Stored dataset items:

***

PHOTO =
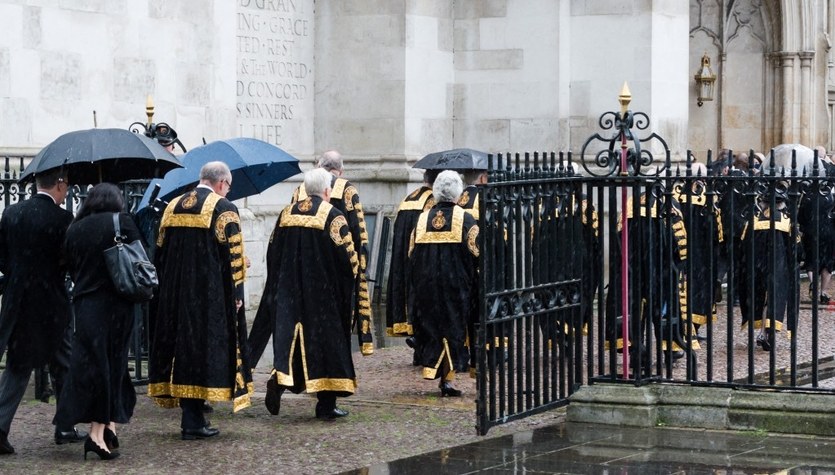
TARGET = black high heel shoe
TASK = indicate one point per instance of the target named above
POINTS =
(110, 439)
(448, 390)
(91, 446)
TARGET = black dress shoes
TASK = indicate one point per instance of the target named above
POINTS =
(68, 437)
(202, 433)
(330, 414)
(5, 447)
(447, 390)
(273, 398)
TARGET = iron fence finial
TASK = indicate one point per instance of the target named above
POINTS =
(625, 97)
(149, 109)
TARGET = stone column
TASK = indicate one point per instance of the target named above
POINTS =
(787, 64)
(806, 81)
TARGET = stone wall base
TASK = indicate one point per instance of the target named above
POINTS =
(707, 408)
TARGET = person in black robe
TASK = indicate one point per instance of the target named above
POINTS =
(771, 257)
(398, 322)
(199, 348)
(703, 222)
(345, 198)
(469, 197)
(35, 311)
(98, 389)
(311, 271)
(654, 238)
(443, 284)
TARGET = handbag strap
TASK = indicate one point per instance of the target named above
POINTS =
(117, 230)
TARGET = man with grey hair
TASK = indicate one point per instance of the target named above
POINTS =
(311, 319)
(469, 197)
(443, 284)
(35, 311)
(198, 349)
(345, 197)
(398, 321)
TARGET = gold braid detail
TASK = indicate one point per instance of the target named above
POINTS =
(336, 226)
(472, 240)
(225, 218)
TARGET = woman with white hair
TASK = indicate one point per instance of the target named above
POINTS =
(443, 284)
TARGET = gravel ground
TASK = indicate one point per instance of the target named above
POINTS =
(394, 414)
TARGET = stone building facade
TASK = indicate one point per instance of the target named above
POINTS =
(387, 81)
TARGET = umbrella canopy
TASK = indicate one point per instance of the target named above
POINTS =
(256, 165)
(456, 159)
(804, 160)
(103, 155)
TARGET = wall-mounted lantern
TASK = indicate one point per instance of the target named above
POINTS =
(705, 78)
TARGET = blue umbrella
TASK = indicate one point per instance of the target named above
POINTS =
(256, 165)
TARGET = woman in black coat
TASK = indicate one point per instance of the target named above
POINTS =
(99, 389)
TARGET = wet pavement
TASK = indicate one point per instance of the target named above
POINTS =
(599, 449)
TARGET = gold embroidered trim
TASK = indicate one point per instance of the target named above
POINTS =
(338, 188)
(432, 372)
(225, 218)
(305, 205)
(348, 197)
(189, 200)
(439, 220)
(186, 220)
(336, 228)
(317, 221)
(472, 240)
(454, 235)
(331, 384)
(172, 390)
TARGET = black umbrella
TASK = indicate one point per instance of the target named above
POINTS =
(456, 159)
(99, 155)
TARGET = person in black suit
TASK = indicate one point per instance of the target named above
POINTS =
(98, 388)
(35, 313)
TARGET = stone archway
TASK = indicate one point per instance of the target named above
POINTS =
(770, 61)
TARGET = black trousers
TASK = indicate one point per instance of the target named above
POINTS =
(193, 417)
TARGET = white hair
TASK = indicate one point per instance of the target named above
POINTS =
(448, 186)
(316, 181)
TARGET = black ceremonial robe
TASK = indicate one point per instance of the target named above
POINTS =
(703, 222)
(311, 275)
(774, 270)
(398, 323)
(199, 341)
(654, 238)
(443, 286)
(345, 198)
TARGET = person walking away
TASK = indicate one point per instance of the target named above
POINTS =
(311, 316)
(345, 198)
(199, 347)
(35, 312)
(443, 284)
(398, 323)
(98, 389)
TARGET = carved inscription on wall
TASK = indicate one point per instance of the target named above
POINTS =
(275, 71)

***

Print the lines from the one with "TARGET = stone archway" up to and including the last line, with no changes.

TARGET = stone archway
TASK = indicate one point per instance of the target named above
POINTS =
(770, 61)
TARGET = black trousers
TASK = indicate one point per instance of the target named above
POINTS =
(193, 417)
TARGET = white hair
TASK = indicate one point per instance of the target named above
POINTS =
(448, 186)
(316, 181)
TARGET = black ceremonial robe
TASK = indicate one point per instance of the target named above
POINTS =
(703, 222)
(311, 275)
(774, 270)
(398, 323)
(199, 341)
(654, 238)
(443, 286)
(345, 198)
TARGET = person walking away
TASK = indicate one point per instance of the target named above
POINTS =
(311, 316)
(345, 198)
(199, 347)
(35, 312)
(443, 284)
(398, 323)
(98, 389)
TARGET = carved inscription on wall
TASK = indicate one point per instance of the target named above
POINTS =
(275, 71)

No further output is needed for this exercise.